▸ **Task objective**:
Return precisely the opening lines of the listing below, ending with the line that contains "box: [34, 76, 350, 106]".

Content starts

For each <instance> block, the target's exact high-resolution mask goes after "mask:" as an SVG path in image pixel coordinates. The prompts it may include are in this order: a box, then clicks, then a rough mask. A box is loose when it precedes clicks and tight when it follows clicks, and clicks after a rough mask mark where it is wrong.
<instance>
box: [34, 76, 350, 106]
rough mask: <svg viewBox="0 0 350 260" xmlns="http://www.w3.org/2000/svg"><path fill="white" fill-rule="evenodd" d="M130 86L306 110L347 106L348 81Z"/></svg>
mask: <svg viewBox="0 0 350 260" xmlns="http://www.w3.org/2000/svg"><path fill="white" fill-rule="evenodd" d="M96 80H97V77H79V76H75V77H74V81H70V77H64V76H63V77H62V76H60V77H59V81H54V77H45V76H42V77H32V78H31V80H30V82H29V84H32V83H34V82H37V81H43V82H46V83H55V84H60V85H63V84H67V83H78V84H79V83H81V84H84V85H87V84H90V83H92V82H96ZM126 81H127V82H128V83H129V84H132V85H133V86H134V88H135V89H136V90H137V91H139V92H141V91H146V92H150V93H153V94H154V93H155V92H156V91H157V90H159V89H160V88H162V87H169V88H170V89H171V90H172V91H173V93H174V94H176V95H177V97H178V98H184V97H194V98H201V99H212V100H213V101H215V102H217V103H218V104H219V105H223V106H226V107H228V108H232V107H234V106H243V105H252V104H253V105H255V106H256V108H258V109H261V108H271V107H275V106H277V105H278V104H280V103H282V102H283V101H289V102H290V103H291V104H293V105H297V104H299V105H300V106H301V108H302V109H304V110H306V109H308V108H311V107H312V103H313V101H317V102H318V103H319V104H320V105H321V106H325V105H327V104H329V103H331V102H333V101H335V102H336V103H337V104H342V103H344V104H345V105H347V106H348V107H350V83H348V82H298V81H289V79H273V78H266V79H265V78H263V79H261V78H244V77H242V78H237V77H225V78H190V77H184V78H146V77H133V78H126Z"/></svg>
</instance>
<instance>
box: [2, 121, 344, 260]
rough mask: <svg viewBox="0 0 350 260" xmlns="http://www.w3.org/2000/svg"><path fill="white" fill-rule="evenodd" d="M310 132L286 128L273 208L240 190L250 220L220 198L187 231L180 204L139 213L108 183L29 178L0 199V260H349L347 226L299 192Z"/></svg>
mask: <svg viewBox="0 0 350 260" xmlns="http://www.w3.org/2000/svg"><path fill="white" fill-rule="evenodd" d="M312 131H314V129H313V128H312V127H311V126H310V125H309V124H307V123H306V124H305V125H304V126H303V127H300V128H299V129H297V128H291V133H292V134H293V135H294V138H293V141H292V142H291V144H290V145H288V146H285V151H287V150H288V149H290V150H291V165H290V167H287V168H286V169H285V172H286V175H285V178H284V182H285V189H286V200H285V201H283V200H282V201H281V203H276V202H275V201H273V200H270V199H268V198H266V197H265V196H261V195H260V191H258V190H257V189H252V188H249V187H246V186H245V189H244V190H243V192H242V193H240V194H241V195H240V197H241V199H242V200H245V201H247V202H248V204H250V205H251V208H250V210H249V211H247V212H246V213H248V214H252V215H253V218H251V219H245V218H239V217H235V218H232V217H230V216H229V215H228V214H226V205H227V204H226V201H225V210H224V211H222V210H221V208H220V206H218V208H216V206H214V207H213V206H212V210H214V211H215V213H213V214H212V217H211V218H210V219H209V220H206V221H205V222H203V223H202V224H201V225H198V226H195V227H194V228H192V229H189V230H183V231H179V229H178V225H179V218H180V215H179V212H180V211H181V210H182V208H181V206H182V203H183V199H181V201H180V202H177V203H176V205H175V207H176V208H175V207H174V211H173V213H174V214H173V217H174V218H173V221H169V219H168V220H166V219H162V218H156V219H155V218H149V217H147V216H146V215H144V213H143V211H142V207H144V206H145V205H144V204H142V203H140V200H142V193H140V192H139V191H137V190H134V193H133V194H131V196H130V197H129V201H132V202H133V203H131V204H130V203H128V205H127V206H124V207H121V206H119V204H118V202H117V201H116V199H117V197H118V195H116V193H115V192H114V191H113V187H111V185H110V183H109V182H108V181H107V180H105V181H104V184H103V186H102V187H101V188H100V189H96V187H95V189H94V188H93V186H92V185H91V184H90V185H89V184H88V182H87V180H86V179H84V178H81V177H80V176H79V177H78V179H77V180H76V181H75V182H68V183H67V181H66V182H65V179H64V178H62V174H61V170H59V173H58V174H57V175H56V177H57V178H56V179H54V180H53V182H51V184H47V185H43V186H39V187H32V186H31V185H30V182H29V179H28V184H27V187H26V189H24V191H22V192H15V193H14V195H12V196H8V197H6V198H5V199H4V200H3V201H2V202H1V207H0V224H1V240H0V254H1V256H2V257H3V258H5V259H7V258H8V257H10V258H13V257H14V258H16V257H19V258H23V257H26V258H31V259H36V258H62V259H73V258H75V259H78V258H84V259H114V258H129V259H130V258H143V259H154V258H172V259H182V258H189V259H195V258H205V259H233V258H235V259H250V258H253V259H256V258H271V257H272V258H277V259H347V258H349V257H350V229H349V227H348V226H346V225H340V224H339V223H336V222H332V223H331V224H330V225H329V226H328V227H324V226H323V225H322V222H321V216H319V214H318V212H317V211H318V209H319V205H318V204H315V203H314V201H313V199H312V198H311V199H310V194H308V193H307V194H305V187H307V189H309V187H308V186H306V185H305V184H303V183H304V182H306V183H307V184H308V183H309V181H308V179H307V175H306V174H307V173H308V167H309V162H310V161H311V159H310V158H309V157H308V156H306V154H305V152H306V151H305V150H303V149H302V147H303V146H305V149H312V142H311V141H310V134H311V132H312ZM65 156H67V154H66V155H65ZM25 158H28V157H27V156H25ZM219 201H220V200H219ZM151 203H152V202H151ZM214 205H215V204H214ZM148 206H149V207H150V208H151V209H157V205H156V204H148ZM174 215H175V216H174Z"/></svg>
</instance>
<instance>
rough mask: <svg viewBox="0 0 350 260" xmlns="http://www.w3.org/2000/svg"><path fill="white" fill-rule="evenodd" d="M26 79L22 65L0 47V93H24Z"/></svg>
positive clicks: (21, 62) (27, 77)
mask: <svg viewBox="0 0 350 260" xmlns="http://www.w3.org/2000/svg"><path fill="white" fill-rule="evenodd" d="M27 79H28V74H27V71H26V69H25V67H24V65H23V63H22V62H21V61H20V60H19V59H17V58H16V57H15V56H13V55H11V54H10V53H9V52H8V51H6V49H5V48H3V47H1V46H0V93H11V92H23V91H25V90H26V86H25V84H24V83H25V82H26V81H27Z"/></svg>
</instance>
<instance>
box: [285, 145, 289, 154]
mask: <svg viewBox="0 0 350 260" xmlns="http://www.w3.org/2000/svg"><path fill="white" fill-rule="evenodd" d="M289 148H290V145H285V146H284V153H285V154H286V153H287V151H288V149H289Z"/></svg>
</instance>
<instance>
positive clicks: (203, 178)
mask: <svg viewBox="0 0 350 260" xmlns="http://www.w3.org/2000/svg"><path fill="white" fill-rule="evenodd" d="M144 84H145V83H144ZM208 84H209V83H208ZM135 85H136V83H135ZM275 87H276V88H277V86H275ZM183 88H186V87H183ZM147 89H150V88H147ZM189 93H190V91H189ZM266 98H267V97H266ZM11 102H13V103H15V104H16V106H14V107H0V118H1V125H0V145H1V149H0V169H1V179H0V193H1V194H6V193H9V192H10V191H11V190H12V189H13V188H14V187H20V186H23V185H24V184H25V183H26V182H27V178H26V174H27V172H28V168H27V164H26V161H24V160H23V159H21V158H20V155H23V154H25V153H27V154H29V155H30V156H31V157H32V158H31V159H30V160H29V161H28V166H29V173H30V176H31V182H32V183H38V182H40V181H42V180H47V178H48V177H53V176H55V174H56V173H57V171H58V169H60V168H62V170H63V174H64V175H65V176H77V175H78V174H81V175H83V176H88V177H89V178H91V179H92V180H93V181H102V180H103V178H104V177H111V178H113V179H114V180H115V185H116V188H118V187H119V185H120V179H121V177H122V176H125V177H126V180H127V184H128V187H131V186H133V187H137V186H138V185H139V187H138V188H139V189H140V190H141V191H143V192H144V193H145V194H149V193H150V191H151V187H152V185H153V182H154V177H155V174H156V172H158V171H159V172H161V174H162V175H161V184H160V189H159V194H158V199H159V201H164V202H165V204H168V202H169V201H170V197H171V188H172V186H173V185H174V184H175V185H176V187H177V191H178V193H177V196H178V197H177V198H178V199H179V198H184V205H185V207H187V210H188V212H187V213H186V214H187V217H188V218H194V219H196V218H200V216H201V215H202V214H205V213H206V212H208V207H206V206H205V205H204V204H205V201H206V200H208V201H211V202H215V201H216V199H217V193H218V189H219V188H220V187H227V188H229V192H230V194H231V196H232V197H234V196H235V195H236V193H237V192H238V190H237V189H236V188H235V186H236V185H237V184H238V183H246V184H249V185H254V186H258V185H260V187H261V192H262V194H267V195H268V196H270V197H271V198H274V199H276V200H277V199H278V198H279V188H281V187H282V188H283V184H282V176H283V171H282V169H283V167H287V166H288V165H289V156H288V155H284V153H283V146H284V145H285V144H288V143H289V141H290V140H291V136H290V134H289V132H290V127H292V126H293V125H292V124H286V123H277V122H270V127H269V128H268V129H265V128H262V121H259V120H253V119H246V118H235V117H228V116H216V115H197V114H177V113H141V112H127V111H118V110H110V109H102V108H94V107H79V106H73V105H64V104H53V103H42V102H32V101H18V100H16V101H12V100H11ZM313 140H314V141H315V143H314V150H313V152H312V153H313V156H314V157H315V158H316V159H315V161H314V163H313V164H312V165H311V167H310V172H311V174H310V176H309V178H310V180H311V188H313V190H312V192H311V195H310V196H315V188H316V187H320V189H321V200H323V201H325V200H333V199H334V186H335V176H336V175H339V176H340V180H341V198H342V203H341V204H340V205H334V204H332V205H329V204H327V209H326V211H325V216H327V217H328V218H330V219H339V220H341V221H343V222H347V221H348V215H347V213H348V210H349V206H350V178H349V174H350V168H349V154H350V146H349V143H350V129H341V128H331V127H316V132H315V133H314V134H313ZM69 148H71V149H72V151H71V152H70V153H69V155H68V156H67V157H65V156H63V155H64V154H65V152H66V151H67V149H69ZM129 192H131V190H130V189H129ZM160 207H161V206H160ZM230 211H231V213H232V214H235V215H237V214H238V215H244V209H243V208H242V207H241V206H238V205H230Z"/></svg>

Content ends

▸ **Expected answer**:
For each <instance> block, the target's exact high-resolution mask goes after "mask:" as an SVG path in image pixel coordinates. The prompts it may include are in this order: a box, then clicks, then a rough mask. A box is loose when it precedes clicks and tight when it follows clicks, and clicks after a rough mask mark where it is wrong.
<instance>
box: [34, 76, 350, 106]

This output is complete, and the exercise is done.